| Instructions to follow |
Extract every line of the data below that contains the word "asphalt".
===
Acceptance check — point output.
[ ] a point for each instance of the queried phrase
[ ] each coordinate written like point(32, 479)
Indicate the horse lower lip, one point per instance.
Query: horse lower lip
===
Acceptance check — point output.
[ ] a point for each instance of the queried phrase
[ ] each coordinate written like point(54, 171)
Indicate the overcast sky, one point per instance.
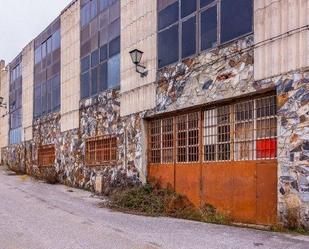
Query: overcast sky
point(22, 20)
===
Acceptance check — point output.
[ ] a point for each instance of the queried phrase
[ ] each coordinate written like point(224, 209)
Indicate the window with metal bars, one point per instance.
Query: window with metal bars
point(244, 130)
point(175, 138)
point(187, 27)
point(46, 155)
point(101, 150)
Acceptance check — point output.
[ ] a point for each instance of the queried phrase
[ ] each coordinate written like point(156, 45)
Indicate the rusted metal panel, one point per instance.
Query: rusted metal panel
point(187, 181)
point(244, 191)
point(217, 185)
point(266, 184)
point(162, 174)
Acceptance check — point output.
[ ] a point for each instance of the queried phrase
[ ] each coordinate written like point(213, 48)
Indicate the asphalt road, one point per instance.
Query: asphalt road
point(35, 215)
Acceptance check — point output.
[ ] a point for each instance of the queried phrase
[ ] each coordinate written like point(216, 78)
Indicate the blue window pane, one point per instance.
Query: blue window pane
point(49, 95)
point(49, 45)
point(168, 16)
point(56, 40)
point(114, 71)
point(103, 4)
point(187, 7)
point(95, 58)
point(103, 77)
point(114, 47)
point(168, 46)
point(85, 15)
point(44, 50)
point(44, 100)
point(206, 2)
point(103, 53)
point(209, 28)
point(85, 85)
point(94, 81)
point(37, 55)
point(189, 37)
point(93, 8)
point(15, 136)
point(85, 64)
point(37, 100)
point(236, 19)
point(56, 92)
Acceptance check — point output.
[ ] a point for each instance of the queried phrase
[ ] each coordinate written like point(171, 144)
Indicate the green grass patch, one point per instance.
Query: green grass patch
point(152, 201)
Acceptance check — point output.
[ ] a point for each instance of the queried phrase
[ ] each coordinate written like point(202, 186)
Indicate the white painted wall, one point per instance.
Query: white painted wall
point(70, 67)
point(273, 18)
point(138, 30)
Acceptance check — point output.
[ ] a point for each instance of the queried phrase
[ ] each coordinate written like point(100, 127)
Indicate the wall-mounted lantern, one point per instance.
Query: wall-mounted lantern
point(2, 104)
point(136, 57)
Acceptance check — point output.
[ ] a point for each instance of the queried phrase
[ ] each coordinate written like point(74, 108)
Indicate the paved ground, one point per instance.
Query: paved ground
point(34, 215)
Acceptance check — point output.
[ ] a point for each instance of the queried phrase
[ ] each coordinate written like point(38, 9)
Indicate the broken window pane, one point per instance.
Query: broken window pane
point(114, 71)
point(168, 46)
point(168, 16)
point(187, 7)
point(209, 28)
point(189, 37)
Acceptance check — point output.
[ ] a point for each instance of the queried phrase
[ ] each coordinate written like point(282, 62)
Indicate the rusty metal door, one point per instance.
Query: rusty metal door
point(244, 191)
===
| Task result |
Indicate the asphalt road, one point per instance.
Query: asphalt road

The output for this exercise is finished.